• _Exercise description_: Please reproduce the 1916 trek diary passage below in full, word for word.

We halt today at 5.00pm. Our water is done and we have to dig for it in the bed of a dried-up mountain stream. After three hours’ work, it begins to trickle into our cans. Our hearts go up, for thirst is an awful thing. We filled our cans at Lukigura River but we were only able to carry drinking water. We have not washed or shaved since we left and I don’t know when we shall enjoy that luxury again. By about midnight our tins were filled, so we laid down and slept the sleep of the just.
There was one thing which happened today which gave us pleasure. Just after we halted, a parade of all hands was ordered. We were addressed by the Commander of Royal Artillery (Colonel Forrestier Walker) who gave us the highest possible praise for our work. He said that, in his opinion, the task that we had been given was an impossible one, and that if he had not seen it done, he would not have believed it. Those who know Forrestier Walker know that he is not a man to waste words, so the praise was especially sweet.
August 8th. 1916
We are up and away again at day-break today. After travelling until midday, we receive orders to go no further. It is impossible for wheeled traffic to get any further. This is heartbreaking for us because we all felt sure that we could give the Hun a good basting if only we could have got within range of his position. Anyway, we must put our disappointment in our pockets for the time being.
August 9th. 1916
We are resting today. We find that during this trek of five days, we have travelled 26 miles into the mountains. I think this plainly shows how difficult the road has been. For 12 hours each day, roughly speaking, we have been hard at it, not even stopping for a bite of food and only made six and a half miles per day. Our cars, on decent roads in England, could take us on at 12 miles per hour with ease.
I don’t know what altitude we are at, but this morning we were above the clouds. It was rather striking to look down and see the clouds rolling as if it was the sea below. We are happier today. We have found a pool of water in the hollow of a rock. It is not fit to drink, for there are mules and trek oxen paddling and drinking in it, but we take our few rags off and have our first wash since last Saturday. Today is Wednesday so we have not used much soap since we left Lukigura River.

• _Record set_:
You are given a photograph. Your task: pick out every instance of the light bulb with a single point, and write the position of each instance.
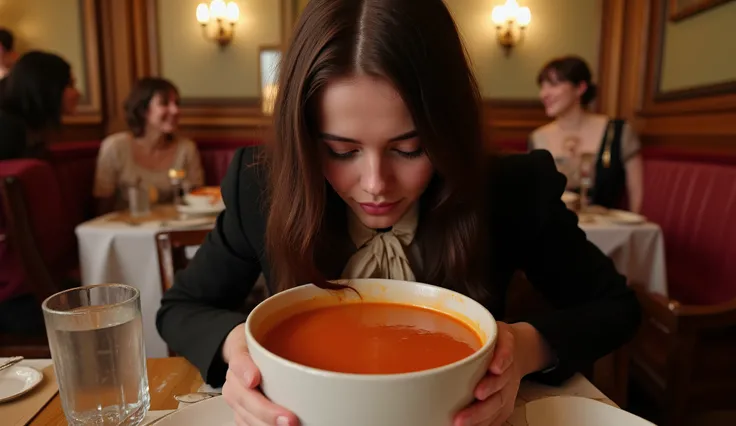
(203, 13)
(233, 12)
(218, 9)
(523, 17)
(499, 15)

• _Finished exercise_:
We halt today at 5.00pm. Our water is done and we have to dig for it in the bed of a dried-up mountain stream. After three hours’ work, it begins to trickle into our cans. Our hearts go up, for thirst is an awful thing. We filled our cans at Lukigura River but we were only able to carry drinking water. We have not washed or shaved since we left and I don’t know when we shall enjoy that luxury again. By about midnight our tins were filled, so we laid down and slept the sleep of the just.
There was one thing which happened today which gave us pleasure. Just after we halted, a parade of all hands was ordered. We were addressed by the Commander of Royal Artillery (Colonel Forrestier Walker) who gave us the highest possible praise for our work. He said that, in his opinion, the task that we had been given was an impossible one, and that if he had not seen it done, he would not have believed it. Those who know Forrestier Walker know that he is not a man to waste words, so the praise was especially sweet.
August 8th. 1916
We are up and away again at day-break today. After travelling until midday, we receive orders to go no further. It is impossible for wheeled traffic to get any further. This is heartbreaking for us because we all felt sure that we could give the Hun a good basting if only we could have got within range of his position. Anyway, we must put our disappointment in our pockets for the time being.
August 9th. 1916
We are resting today. We find that during this trek of five days, we have travelled 26 miles into the mountains. I think this plainly shows how difficult the road has been. For 12 hours each day, roughly speaking, we have been hard at it, not even stopping for a bite of food and only made six and a half miles per day. Our cars, on decent roads in England, could take us on at 12 miles per hour with ease.
I don’t know what altitude we are at, but this morning we were above the clouds. It was rather striking to look down and see the clouds rolling as if it was the sea below. We are happier today. We have found a pool of water in the hollow of a rock. It is not fit to drink, for there are mules and trek oxen paddling and drinking in it, but we take our few rags off and have our first wash since last Saturday. Today is Wednesday so we have not used much soap since we left Lukigura River.